Write out the material below exactly, with no line missing.
── DATA FOR PROCESSING ──
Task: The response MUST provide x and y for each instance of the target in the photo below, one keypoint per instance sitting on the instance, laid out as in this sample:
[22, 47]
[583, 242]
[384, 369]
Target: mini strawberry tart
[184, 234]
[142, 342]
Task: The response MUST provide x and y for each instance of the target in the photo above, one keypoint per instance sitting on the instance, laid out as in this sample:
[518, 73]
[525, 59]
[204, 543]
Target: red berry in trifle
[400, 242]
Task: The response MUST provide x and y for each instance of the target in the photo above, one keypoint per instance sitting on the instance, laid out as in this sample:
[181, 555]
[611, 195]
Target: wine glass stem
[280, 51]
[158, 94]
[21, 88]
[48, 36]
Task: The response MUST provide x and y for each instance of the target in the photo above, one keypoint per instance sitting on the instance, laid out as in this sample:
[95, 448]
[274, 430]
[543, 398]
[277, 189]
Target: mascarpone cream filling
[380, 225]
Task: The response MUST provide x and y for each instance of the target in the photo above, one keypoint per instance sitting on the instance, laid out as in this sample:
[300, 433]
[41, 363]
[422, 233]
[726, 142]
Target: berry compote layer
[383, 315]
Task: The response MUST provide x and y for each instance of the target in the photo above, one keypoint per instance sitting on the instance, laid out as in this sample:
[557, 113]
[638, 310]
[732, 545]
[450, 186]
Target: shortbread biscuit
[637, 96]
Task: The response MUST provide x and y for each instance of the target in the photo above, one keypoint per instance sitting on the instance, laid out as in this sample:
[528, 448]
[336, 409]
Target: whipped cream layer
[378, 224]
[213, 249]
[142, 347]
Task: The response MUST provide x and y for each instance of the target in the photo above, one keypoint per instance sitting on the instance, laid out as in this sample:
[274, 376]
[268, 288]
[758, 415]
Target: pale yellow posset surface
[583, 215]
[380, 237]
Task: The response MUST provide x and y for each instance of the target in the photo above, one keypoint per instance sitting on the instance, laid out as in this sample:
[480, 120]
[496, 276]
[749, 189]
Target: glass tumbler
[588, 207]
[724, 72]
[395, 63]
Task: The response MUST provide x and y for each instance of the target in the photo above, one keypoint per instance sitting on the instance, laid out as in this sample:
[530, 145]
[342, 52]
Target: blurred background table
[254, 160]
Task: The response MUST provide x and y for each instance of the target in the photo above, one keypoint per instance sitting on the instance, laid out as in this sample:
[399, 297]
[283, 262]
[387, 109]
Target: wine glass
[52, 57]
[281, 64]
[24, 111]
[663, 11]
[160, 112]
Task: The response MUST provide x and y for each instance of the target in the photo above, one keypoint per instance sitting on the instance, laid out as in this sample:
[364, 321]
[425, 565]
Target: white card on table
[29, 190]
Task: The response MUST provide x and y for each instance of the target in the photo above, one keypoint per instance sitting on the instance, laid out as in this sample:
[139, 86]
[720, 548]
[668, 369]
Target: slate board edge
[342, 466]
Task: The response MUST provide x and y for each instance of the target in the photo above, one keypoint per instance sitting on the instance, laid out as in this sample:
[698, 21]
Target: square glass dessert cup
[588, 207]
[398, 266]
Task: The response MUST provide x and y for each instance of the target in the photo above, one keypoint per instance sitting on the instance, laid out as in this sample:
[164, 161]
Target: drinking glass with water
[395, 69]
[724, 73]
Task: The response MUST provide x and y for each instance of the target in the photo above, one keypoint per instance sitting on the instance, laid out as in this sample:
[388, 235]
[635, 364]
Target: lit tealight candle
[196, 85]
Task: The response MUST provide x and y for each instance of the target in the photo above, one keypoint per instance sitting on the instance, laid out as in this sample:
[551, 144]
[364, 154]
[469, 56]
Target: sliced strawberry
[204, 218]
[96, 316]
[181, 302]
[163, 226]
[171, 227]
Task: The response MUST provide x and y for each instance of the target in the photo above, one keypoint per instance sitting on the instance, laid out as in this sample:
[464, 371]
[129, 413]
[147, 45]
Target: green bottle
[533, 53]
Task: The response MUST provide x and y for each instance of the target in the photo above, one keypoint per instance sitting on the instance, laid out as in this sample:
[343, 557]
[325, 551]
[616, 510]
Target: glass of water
───
» EXERCISE SOLUTION:
Task: The response MUST provide x and y for each instance of the target in the photo below, one keypoint per instance sitting on the instance, laid out as in this sample:
[22, 47]
[583, 242]
[384, 369]
Target: mini strawberry tart
[184, 234]
[142, 342]
Task: The response MUST provide x and y for each instance of the target in the photo above, one keypoint per instance sitting on the instance, laid out as in this sample:
[518, 73]
[525, 59]
[204, 543]
Target: red berry in trifle
[400, 242]
Task: The response MUST provide x and y for each instance of the target in the photo above, one keypoint per instance sitting on the instance, laid out as in this sample:
[181, 555]
[611, 195]
Target: wine glass stem
[280, 51]
[158, 94]
[21, 88]
[48, 36]
Task: The response MUST provide x and y for each instance of the target in the photo above, one keypoint per instance sitting on the instance, laid out as in this sample:
[95, 448]
[274, 430]
[543, 398]
[277, 189]
Target: mascarpone cream filling
[380, 225]
Task: The response MUST provide x and y for each instance of the target in the photo above, one keypoint per instance sitting on the instance, laid out as in this sample:
[300, 433]
[41, 363]
[422, 233]
[726, 142]
Target: berry compote layer
[383, 315]
Task: The response MUST provide x and y for each instance of the target in the photo above, one keypoint per instance sitting on the instance, laid out as in this sample:
[557, 113]
[638, 310]
[732, 545]
[450, 186]
Target: shortbread biscuit
[637, 96]
Task: The response MUST provide x and y for each instance of the target in the photo above, one keypoint per instance sitting on the instance, laid out as in this sample:
[528, 448]
[336, 409]
Target: whipped cream layer
[378, 224]
[213, 249]
[142, 347]
Task: The response MUST provide x and y for each instance of the target in the photo above, one keypoint per instance sitting on the instance, laid out as in this sample:
[274, 376]
[268, 288]
[758, 415]
Target: pale yellow posset surface
[583, 215]
[380, 237]
Task: The response MUST provide x and y for each instance of the target in the photo above, one keypoint per instance sitting on the instance, laid out as in this sample:
[480, 120]
[496, 276]
[749, 189]
Target: glass tumbler
[588, 207]
[724, 72]
[395, 63]
Task: The response MUST provide x and y for each instance of the target in the photo above, one keypoint per instance sitting on the instance, laid out as in this sample:
[530, 145]
[342, 52]
Target: blurred background table
[254, 160]
Task: The response MUST provide x and y for each instance of the target in the photo above, one keypoint per instance sitting on the instance, laid out as in this sample:
[399, 297]
[283, 262]
[387, 109]
Target: wine glass
[52, 57]
[281, 64]
[24, 111]
[663, 11]
[160, 112]
Task: The response MUST provide x and y for each instance of the target in the photo above, one keypoint per instance sitting on the instance, laid out as in this sample:
[364, 321]
[425, 565]
Target: white card on table
[29, 190]
Task: The response MUST provide x and y for each instance of the target in the photo above, one keypoint per instance sitting on the instance, laid out as in this sample:
[139, 86]
[720, 548]
[668, 369]
Target: slate board edge
[342, 466]
Task: The response MUST provide x and y for each instance of the target in the photo above, one keypoint per instance sitting on the instance, laid out as in this sample:
[698, 21]
Target: square glass dessert cup
[588, 207]
[398, 266]
Task: The response MUST provide x and y for each instance of the target in the photo above, one keypoint per instance sitting on the instance, laid out as in this sample:
[164, 161]
Target: drinking glass with water
[395, 69]
[724, 73]
Task: The response MUST provide x and y for each instance of the target in the photo above, one keypoint per instance sitting on the instance, laid out as in this sample:
[388, 235]
[635, 364]
Target: lit tealight candle
[196, 85]
Task: The response MUST provide x and y for each instance of the target in the photo above, one keypoint per instance sitting on the instance, laid out as in this sample:
[551, 144]
[364, 154]
[469, 56]
Target: sliced strawberry
[204, 218]
[96, 316]
[181, 302]
[163, 226]
[171, 227]
Task: The response MUST provide x and y for each instance of the target in the photo above, one keypoint per instance sitting on the instance, laid out as in this sample:
[464, 371]
[129, 413]
[147, 45]
Target: green bottle
[533, 53]
Task: The response MUST provide x and y for each instance of the target in the photo above, one keypoint per instance sitting on the instance, laid out as in this sample:
[343, 557]
[325, 551]
[616, 510]
Target: glass of water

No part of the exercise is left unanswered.